EXERCISE REQUIREMENTS:
Search the material below for the word "lamp". Copy every line that has it.

══════════════════════════════

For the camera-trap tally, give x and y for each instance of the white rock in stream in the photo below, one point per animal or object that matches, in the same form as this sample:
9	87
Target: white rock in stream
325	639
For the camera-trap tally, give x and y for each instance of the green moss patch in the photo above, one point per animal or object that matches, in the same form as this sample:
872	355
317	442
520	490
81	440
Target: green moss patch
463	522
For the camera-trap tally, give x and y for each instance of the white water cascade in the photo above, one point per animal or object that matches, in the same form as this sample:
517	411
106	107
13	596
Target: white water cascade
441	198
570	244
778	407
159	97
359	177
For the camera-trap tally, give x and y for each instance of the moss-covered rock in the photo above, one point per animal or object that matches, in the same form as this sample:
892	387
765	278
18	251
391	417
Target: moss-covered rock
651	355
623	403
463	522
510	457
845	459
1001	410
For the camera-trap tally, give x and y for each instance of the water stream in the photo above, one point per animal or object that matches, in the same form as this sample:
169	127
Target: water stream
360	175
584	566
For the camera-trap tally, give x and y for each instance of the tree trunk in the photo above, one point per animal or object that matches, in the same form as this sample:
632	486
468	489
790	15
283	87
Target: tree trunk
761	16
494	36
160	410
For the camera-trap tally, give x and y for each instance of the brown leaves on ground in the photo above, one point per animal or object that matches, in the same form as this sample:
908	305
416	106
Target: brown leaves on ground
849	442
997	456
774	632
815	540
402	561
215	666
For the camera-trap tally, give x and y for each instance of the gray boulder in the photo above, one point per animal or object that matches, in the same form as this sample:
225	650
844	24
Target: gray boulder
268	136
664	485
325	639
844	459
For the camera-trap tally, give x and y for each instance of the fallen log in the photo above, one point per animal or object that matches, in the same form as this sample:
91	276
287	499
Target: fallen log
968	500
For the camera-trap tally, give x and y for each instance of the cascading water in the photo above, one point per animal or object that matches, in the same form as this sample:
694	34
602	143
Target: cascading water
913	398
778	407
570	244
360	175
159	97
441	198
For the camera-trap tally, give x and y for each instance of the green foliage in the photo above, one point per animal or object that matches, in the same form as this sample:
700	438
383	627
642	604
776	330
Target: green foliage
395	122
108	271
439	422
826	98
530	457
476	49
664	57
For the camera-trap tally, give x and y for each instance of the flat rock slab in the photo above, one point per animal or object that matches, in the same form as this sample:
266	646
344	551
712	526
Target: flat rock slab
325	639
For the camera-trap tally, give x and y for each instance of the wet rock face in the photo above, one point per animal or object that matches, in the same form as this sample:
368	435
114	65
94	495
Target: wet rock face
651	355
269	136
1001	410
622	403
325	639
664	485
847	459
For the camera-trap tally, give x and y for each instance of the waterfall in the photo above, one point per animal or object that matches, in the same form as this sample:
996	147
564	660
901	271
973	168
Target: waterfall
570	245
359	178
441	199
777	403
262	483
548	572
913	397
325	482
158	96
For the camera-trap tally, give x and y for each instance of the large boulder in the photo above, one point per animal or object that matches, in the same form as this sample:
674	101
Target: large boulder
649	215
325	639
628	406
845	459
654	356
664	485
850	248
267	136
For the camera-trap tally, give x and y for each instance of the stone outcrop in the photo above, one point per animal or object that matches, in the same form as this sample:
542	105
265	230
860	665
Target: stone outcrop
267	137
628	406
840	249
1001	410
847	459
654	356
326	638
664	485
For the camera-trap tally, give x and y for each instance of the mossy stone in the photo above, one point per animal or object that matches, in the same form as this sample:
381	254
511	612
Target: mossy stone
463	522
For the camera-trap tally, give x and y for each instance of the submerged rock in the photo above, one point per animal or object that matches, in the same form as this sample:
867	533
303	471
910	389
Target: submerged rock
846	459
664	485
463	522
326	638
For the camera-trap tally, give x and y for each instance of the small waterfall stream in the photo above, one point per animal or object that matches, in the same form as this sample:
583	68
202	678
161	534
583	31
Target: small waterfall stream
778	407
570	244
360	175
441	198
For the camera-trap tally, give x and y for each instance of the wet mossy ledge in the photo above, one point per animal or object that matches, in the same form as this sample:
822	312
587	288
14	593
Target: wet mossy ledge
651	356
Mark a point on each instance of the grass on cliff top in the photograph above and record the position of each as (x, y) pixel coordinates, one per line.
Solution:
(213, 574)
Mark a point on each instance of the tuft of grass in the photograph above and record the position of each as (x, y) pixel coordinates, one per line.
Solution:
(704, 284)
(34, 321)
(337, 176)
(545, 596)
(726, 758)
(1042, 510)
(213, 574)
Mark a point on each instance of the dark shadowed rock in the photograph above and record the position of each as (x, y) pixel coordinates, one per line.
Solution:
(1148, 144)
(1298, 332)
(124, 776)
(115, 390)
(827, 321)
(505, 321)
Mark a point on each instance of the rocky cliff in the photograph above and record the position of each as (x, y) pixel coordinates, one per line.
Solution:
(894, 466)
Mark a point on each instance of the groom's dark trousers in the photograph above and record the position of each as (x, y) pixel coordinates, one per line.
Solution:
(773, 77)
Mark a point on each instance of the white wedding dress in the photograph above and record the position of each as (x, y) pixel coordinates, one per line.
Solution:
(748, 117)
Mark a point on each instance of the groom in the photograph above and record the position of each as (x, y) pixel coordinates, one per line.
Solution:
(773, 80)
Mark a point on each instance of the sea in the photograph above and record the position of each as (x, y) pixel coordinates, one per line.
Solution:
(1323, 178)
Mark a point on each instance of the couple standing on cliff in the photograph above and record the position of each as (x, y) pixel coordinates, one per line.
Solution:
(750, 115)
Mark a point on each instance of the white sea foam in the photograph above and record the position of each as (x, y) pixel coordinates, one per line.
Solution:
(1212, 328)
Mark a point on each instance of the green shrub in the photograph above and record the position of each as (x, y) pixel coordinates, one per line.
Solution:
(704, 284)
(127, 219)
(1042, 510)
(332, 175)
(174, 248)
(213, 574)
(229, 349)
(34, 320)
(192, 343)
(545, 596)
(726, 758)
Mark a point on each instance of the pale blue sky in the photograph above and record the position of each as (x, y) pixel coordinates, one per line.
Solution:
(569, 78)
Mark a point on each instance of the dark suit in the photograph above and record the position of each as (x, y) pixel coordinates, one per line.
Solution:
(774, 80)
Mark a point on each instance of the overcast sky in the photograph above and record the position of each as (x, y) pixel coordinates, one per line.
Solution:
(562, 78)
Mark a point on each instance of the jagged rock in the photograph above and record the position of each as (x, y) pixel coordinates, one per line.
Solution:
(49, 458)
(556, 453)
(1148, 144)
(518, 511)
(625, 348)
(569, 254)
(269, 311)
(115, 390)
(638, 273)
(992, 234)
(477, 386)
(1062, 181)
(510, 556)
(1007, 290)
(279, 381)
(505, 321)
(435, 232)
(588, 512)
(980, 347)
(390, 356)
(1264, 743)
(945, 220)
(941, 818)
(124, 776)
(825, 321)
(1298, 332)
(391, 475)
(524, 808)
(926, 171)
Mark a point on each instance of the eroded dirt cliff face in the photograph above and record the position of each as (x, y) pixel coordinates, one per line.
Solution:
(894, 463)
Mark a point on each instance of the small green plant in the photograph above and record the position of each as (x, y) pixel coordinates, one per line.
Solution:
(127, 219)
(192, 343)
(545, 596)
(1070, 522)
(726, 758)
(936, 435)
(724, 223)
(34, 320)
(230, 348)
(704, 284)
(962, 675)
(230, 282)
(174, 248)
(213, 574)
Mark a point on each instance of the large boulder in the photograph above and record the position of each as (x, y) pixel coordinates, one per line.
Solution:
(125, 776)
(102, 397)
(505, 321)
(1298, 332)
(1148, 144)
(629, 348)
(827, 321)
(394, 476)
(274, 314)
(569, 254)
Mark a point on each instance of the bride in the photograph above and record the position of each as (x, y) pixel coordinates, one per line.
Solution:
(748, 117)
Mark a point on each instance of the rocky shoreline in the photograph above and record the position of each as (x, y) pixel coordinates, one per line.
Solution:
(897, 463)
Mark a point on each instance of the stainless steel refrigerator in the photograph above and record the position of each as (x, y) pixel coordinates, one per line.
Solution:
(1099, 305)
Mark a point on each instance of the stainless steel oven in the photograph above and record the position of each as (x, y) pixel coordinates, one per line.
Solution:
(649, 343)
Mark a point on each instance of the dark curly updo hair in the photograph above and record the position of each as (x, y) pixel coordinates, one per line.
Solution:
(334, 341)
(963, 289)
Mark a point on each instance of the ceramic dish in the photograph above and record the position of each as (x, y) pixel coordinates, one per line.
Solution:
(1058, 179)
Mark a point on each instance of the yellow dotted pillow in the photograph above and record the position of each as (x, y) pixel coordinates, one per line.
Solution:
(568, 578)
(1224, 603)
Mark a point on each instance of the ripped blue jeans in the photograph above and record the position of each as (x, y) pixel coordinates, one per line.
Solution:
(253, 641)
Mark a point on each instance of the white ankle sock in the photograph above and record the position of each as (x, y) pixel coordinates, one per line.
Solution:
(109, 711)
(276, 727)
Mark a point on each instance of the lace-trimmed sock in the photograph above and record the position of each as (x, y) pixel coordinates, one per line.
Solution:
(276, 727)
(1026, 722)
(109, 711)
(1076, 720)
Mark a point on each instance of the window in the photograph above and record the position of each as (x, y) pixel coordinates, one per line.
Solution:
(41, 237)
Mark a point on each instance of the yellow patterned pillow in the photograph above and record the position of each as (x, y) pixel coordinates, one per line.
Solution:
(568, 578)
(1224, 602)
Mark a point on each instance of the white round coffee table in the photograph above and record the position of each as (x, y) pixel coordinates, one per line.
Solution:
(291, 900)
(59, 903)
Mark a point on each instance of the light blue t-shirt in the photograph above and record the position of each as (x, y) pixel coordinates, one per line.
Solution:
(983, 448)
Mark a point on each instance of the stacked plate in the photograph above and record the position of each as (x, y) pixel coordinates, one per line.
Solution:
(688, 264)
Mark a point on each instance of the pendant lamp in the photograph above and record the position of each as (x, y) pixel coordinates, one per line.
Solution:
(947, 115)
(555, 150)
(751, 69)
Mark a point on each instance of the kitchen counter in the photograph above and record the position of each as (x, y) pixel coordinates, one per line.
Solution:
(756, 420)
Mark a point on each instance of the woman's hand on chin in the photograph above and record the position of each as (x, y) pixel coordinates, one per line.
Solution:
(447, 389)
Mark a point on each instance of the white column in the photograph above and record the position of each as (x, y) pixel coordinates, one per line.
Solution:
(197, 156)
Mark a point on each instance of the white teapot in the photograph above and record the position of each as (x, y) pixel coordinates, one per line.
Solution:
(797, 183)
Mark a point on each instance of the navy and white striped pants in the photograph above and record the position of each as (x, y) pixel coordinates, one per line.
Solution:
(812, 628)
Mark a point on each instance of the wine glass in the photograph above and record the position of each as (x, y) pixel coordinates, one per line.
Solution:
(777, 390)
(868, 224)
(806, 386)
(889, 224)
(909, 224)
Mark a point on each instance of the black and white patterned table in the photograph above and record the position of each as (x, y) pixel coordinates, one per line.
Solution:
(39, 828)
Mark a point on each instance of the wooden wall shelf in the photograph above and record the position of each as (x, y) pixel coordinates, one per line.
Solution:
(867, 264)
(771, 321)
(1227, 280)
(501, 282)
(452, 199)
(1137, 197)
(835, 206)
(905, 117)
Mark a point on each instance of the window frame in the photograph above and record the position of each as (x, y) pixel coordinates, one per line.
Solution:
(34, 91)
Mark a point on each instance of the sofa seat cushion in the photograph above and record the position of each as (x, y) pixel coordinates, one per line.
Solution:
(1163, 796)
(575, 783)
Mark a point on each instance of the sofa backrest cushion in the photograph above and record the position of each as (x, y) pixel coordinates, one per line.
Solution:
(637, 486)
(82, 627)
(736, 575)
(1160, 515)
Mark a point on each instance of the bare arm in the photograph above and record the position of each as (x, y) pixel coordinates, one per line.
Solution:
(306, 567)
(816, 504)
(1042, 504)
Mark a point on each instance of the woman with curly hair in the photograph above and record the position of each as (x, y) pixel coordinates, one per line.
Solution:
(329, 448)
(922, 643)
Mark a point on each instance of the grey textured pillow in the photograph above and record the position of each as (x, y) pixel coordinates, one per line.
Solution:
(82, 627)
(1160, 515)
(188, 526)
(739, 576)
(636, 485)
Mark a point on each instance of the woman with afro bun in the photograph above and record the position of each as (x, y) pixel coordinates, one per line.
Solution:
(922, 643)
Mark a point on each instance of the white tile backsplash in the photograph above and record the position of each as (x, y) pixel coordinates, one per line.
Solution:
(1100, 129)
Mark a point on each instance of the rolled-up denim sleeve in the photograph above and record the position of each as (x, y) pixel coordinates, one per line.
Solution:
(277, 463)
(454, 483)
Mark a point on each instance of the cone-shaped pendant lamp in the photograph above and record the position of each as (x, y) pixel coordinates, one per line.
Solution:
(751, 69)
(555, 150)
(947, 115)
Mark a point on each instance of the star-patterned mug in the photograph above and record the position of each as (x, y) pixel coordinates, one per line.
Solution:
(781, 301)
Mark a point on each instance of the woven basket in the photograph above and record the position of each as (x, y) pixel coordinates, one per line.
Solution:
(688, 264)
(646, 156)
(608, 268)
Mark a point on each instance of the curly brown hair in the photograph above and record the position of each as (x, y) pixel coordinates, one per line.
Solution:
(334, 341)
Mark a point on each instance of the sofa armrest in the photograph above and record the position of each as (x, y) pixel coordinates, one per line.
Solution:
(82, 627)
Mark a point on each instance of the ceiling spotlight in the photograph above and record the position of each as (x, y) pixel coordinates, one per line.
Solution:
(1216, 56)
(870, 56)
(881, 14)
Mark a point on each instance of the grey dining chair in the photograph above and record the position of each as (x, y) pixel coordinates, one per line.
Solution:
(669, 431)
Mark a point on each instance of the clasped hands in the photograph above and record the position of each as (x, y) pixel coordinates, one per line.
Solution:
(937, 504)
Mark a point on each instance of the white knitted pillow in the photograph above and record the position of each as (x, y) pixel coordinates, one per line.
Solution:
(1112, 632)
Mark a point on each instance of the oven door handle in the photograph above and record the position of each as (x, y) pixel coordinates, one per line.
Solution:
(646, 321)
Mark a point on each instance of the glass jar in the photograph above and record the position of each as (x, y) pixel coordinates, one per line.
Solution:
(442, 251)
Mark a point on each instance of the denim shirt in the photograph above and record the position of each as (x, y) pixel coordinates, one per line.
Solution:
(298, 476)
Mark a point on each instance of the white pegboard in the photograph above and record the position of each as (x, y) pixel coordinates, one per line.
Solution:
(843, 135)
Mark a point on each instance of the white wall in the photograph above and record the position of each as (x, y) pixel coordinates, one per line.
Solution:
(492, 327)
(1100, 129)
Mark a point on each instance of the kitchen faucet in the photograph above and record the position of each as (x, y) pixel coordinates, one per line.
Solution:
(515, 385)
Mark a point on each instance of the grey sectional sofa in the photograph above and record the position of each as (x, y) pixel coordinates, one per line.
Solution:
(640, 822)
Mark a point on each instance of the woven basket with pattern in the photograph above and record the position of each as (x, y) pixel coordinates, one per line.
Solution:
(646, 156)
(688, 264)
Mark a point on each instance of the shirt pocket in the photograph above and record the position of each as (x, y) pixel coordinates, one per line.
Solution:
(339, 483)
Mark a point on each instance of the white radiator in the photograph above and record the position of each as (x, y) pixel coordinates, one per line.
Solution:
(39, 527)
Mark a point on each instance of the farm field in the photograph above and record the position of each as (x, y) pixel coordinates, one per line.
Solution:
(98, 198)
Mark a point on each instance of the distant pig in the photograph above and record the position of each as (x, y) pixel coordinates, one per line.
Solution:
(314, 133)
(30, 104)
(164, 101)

══════════════════════════════

RESULT OF THIS EXERCISE:
Mark a point on each instance of the pendant lamp in the photograph above and record the position of each as (x, y) pixel coordinates, one per line.
Mark a point on each instance of the cone-shaped pendant lamp in the photograph above and record the position of each as (x, y) pixel coordinates, one per line.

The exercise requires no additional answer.